Instructions to follow:
Locate every line in the records that contains the string "coffee" and copy each one out. Case counts, so match only that exact capitalization.

═════ Data entries

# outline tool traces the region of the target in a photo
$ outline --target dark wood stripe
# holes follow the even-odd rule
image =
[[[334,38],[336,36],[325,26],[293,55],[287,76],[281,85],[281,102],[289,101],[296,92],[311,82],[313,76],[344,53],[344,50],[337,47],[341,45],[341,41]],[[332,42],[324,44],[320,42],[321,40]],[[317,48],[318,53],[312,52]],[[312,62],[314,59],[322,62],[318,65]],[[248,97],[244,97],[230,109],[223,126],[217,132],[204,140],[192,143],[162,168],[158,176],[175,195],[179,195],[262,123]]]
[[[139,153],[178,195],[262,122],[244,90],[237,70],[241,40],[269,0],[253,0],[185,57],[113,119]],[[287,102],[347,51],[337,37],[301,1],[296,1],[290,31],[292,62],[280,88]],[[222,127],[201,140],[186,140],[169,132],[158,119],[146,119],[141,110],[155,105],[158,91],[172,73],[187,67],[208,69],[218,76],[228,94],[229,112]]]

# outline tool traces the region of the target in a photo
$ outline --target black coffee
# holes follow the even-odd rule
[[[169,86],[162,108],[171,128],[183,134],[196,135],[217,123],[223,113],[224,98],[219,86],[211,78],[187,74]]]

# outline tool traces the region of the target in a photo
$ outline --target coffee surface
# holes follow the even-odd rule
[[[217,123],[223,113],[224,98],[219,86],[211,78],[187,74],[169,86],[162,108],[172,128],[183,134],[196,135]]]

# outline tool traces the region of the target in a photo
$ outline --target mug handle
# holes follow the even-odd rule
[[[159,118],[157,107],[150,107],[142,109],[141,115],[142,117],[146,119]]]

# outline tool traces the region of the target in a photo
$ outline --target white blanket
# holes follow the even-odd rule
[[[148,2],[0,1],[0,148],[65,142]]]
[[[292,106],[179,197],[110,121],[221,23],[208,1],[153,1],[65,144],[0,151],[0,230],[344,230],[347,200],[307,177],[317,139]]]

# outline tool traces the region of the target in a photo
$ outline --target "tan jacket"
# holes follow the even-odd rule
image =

══════════

Finished exercise:
$ outline --target black coffee
$ outline --target coffee surface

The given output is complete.